• Excerpt to read:
※
Healthcare-associated pneumonia (HCAP) has more similarities to nosocomial pneumonia than to community-acquired pneumonia (CAP). However, there have only been a few epidemiological studies of HCAP in South Korea. Ji Ye Jung, of the Division of Pulmonology and Critical Care Medicine at Yonsei University College of Medicine in Seoul, Korea, and colleagues, aimed to determine the differences between HCAP and CAP in terms of clinical features, pathogens and outcomes, and to clarify approaches for initial antibiotic management.
※
• Questions to answer:
a – In the pneumonia passage, which kind of pneumonia does HCAP resemble more closely than community-acquired pneumonia?
b – From the pneumonia passage, extract the stretch from "Healthcare-associated pneumonia (HCAP)" through "initial antibiotic management.".
※
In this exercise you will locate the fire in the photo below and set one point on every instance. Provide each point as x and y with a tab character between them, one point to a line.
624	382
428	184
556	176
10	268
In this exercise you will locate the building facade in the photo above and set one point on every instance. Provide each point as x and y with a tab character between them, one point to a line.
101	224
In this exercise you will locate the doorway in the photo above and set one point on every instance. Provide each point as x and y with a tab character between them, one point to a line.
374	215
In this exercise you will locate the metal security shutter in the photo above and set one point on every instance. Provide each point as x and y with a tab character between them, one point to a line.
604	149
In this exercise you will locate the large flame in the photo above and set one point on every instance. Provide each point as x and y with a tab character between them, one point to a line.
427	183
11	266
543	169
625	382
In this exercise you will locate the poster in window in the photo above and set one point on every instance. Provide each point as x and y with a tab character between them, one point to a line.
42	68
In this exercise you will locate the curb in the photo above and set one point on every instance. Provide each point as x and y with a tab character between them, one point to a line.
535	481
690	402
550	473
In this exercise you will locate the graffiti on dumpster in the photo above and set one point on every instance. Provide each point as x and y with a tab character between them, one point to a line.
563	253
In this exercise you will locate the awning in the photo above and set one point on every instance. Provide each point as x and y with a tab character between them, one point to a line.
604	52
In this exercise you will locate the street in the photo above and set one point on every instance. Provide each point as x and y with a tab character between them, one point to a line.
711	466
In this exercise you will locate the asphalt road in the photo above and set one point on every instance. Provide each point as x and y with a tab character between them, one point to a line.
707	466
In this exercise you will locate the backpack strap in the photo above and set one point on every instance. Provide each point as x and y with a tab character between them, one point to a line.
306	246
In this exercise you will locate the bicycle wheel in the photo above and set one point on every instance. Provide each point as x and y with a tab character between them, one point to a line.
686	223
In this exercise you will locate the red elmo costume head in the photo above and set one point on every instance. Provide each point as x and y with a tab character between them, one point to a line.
※
• Per-task answers:
a – Nosocomial pneumonia.

b –
Healthcare-associated pneumonia (HCAP) has more similarities to nosocomial pneumonia than to community-acquired pneumonia (CAP). However, there have only been a few epidemiological studies of HCAP in South Korea. Ji Ye Jung, of the Division of Pulmonology and Critical Care Medicine at Yonsei University College of Medicine in Seoul, Korea, and colleagues, aimed to determine the differences between HCAP and CAP in terms of clinical features, pathogens and outcomes, and to clarify approaches for initial antibiotic management.